Can you copy out, word for word, only the lines in the records below from the one containing "find is cooktop" through the one containing "[524,150,640,398]", including both of those lines?

__Data for this task__
* * * * * * * * *

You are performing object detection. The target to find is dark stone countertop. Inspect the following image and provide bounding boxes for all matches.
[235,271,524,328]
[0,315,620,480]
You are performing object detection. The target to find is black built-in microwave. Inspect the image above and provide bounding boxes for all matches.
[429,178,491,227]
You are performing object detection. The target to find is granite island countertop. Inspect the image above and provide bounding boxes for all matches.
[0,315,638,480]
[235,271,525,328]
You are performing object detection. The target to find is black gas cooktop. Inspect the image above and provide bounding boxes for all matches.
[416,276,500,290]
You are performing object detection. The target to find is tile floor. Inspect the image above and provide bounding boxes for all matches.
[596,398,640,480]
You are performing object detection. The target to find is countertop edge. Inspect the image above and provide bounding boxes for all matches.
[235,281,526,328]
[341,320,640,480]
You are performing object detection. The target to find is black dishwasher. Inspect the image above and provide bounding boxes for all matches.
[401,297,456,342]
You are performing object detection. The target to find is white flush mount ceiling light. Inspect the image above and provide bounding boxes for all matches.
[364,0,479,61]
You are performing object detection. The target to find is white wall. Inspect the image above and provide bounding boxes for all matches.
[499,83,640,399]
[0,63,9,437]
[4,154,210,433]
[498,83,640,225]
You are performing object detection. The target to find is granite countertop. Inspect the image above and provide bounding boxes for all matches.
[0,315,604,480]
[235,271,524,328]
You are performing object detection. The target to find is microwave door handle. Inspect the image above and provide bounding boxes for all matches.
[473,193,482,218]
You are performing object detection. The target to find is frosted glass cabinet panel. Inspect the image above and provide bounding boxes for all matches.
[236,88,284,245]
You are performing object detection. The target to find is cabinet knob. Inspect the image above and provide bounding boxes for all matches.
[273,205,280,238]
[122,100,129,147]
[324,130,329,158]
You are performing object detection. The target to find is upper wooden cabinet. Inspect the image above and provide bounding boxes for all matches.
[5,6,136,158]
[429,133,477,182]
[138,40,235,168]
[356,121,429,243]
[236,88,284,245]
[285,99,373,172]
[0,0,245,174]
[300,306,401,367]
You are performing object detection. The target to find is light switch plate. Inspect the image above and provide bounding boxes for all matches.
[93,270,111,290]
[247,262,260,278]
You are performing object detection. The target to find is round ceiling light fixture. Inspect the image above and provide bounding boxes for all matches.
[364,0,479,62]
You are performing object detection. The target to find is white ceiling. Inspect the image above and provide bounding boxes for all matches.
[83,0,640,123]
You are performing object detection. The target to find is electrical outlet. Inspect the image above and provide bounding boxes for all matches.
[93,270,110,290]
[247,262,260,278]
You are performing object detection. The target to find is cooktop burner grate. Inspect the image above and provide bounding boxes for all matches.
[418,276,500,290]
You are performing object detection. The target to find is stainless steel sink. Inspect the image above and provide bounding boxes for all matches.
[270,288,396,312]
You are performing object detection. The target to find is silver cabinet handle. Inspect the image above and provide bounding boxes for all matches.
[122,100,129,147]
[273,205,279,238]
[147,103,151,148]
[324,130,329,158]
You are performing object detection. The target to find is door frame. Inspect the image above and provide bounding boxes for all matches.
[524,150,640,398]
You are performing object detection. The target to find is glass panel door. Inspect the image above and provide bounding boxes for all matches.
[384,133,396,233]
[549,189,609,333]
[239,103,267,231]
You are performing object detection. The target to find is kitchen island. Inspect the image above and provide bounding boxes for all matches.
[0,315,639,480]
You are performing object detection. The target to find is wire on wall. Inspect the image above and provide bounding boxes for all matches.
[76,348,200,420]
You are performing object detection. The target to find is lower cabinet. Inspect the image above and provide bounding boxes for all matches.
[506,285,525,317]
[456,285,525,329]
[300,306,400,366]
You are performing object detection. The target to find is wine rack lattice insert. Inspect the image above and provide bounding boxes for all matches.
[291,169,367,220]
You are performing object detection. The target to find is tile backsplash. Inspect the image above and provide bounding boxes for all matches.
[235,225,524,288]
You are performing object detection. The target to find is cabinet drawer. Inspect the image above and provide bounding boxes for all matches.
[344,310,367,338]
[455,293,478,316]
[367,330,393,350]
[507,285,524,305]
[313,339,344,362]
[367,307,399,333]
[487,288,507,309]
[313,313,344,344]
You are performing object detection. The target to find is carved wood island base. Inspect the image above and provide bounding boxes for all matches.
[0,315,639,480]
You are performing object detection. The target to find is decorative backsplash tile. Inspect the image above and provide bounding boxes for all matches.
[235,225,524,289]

* * * * * * * * *

__Result of the task__
You are performing object detection. The target to find is cooktop burner grate. Inspect the image above and provide bounding boxes for all matches.
[418,276,500,290]
You are performing object detection. The target to find is stainless steel sink. Inspect the image above and provide bounding boxes for all matches.
[270,288,396,312]
You are performing object detection. The target to find is silver cabinet handle. Inspect the image above and provide bounding boxes for all matches.
[122,100,129,147]
[273,205,279,238]
[147,103,151,148]
[324,130,329,158]
You are performing object detection. The target to find is door frame. Inspect the image above and provide bounding boxes for all matches.
[524,150,640,398]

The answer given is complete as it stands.